▸ 読む文章
· · · · · · ·
後輩に褒められたことがある。純粋に嬉しかったので、ありがとうと返しておいた。

「リップマスクとかしてるんですか? それとも、変わったリップクリーム使ってるとか?」

「いや、黒河さんのことだから、大したことはしてないでしょ」

私の性質によく通じた後輩が、茶々を入れた。最初に質問してくれた後輩の方がたしなめるように彼女をにらみつけたけど、私は笑った。

「ご名答。そんな大したことはしてないよ」

興味津々な後輩たちに、私は500円で大容量のチューブを見せた。

「ワセリン塗ってるだけ」


1.唇は内膜

唇は口腔内の内膜が外向きにべろりとひっくり返ってる状態だと言われている。

腕や足の皮膚と違って、むき出しの肉まで薄皮一枚みたいな状態らしい。
· · · · · · ·
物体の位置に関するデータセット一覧

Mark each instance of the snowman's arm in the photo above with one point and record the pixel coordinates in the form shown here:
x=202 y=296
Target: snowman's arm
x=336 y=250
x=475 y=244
· · · · · · ·
▸ 課題内容
唇のケアについての文章を、最後の文の後から書き継いでもらえますか? 一覧はこの文章とは関係ありません。

▸ 正解
そりゃあ、リップを塗っても塗ってもはがれるし、すぐにカサカサにもなるだろう。

秋冬用の保湿商材で最初に動き始めるのは、リップクリーム。ハンドクリームやボディクリームよりも先に、売れ行きが良くなりだす。まあ、夏場も使ってる人は多いんだけど。

基本的に、リップクリームはこまめに塗るのが重要。

さっきも言ったように、腕や足の皮膚と違ってもっと繊細でバリアが少ない箇所なので、そもそもリップの油分やバリアをそこに留めておく力も弱い。

加えて、リップクリームは基本的にやわらかくできている。

唇はちょっとしたことでめちゃくちゃ動く。その動きについていくために、リップクリームの保湿剤は柔軟さを求められる。大口開けて笑ってマシンガントークして大忙しの唇に、しっかりついていけるように。フォローの得意なサポート役みたいに。

そういうわけで、リップクリームはちょっとした条件ではがれてしまう。

パートナーとキスしても、飲み食いしても、おしゃべりに興じてるだけでも、ちょっと顔を洗ったり口をゆすぐだけでも!

まあでも、繊細で柔らかい内膜と地続きになっている唇に、ガチガチに固まるリップがこびりついても困るし、柔らかい方がありがたい。持ちがいいに越したことはないけど。